Tasks to carry out -
A) In the gm.validation help page, which edges make up the "mean model"?
B) Using the gm.validation help page, explain why the "mode model" is not the best way to validate a graphical model.
C) Continue the gm.validation help page from its last line.

Text under study -
§ §
\name{gm.validation}
\alias{gm.validation}
%- Also NEED an '\alias' for EACH other topic documented here.
\title{ Validation and variability measures for graphical models. }
\description{
  The bootstrapped graphical models are analyzed and some new uncertainty measures
  and variance estimators are applied in order to determine the uncertainty of a
  selected graphical model.
}
\usage{
gm.validation(data, N = 0, program = c("coco", "mim"), Umax = 0.5, conf.level = 0.95, ...)
}
%- maybe also 'usage' for other objects documented here.
\arguments{
  \item{data}{ Either the output list from one of the bootstrap functions \code{gm.boot.coco} or \code{gm.boot.mim}
               or data frame or a table (array). Variables should have names, \code{data} has to be discrete. }
  \item{N}{ Number of bootstrap replications. Only needed if data is not yet a bootstrap output. }
  \item{program}{ If a bootstrap is not yet done, which function should do it: \code{gm.boot.coco} or \code{gm.boot.mim}. }
  \item{Umax}{ Defines the maximum uncertainty in the edges. In the validation the selection frequency of every edge in the
               bootstrap replications is the most important foundation. The default is that an edge is maximally uncertain
               when it is selected in 50% of the replications.
                }
  \item{conf.level}{ Confidence level for the bootstrap percentile interval.
                    }
  \item{\dots}{ You may add options to the selection strategy, if a bootstrap is still needed. 
                See \code{\link{gm.boot.coco}} or \code{\link{gm.boot.mim}}. 
                }
}
\details{
  The bootstrap functions bring multivariate output about the uncertainty of a selected graphical model.
  This function presents some possibilities to reduce the uncertainty to a univariate measure, based either on
  the edge frequencies of presence in the bootstrapped models or on differences between models measured in edges.
}
\value{
  \item{ "original model" }{ Character string giving the selected model using the original unsampled data. }
  \item{ "mode model" }{ Character string giving a model that was selected the most as a whole.
                              It can happen that for 100 bootstrap replications there are 100 different models selected.
                              So this is not the best way to validate a graphical model.
                               }
  \item{ "mean model" }{ Character string giving a model that consists of all the edges that had a frequency of selection 
                              greater than \code{Umax} in the bootstrap replications. This selection promisses the best
                              validation results.
                              }
  \item{ "MEU" }{ Linear measure for the uncertainty of the \code{validated model} based on the edge frequency.
                                  For each edge the minimum distance to a frequency of 0 or 1 is measured, multiplied by \code{Umax}
                                  and identified as its uncertainty because with a frequency of 0 or 1 we think of an edge as maximally safe.
                                  Then the mean over all edges is calculated to receive an uncertainty measure.
                                   }
  \item{ "MSEU" }{ Same as above, only the uncertainty of an edge is squared and normalized
                                          so that a frequency of \code{Umax} results in a stability of 0 respectively
                                          an uncertainty of 1.
§ §
Supplied entries -
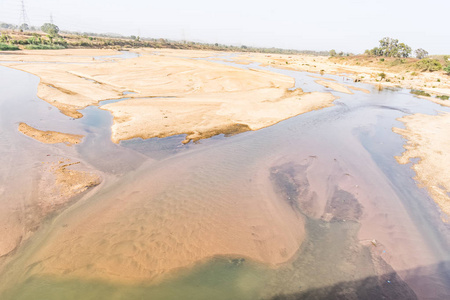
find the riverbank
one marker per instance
(364, 69)
(169, 94)
(428, 139)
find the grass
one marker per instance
(44, 47)
(7, 47)
(420, 93)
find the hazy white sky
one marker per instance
(347, 25)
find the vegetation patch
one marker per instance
(44, 47)
(7, 47)
(420, 93)
(428, 64)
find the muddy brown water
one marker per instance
(371, 231)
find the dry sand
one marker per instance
(429, 139)
(435, 83)
(59, 181)
(50, 137)
(210, 98)
(210, 114)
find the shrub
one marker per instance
(7, 47)
(44, 47)
(447, 69)
(420, 93)
(428, 64)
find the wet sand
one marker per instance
(335, 86)
(427, 81)
(50, 137)
(210, 98)
(428, 138)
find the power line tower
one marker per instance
(23, 15)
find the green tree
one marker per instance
(447, 69)
(390, 47)
(428, 64)
(24, 27)
(50, 29)
(421, 53)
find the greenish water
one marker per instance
(218, 279)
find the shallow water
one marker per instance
(341, 156)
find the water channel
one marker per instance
(348, 150)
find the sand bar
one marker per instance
(210, 98)
(50, 137)
(429, 139)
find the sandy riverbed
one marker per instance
(429, 140)
(50, 137)
(205, 98)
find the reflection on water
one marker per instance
(334, 168)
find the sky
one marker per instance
(343, 25)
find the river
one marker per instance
(380, 236)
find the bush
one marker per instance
(447, 69)
(428, 64)
(44, 47)
(420, 93)
(7, 47)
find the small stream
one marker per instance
(353, 137)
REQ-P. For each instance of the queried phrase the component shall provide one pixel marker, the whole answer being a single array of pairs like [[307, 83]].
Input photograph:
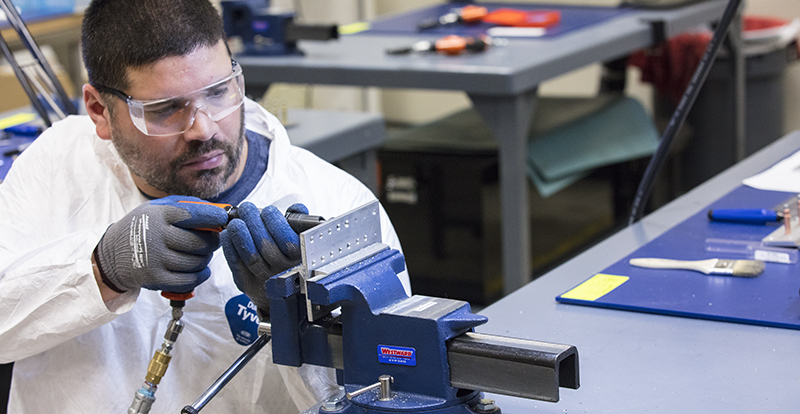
§ §
Answers by item number -
A) It consists of all edges whose selection frequency in the bootstrap replications is greater than Umax.

B) The mode model is the model selected most often as a whole. With 100 bootstrap replications, 100 different models can be selected, so no single model stands out.

C)
                                           }
  \item{ "differing edges" }{ List that says by how many edges the bootstrapped models differ from the \code{validated model}. }
  \item{ "total possible edges" }{ Number of edges the saturated model would include. }
  \item{ "model std" }{ The validated model is interpreted as mean model and the number of differing edges
                             define the difference between 2 models and so the univariate standard error of the \code{validated model}
                             is estimated. }
  \item{ "std/total" }{ Uncertainty measure that relates the standard error (\code{model std}) to the value of \code{total possible edges}. }
  \item{ "expected edges different" }{ The calculated mean of the \code{differing edges}. }
  \item{ "bootstrap percentile 95" }{ The value that includes at least the lower 95% of \code{differing edges} to give an upper border to
                                        the model uncertainty.
                                        }
  \item{ "variable names" }{ Matrix that assigns a letter to each variable that is used in the model formulas. }
}
\references{ 
            Efron B, Tibshirani RJ (1993) 
            \emph{An Introduction to the Bootstrap.}
             Chapman & Hall
              }
\author{ 
  Ronja Foraita, Fabian Sobotka \cr
  Bremen Institute for Prevention Research and Social Medicine \cr
  (BIPS)  \url{http://www.bips.uni-bremen.de}
   }
\note{ 
  The question when an edge is maximally uncertain is not yet answered satisfactory.
  Can we say that an association that is selected in 40% of the bootstrap replications
  is not present? Or that an edge that is present in 60% of the cases is not significant
  randomly? Therefore the argument \code{Umax} leaves it up to your opinion.
  
  If you already have run a bootstrap, make sure it was with all the possible \code{calculations}.
}
\seealso{ \code{\link{gm.boot.coco}}, \code{\link{gm.boot.mim}} }
\examples{
  ### Standard procedure
  data(wam)
  boot.out <- gm.boot.coco(1000,wam,strategy="f",recursive=TRUE,follow=TRUE,all.significant=FALSE)
  gm.validation(boot.out)



}
% Add one or more standard keywords, see file 'KEYWORDS' in the
% R documentation directory.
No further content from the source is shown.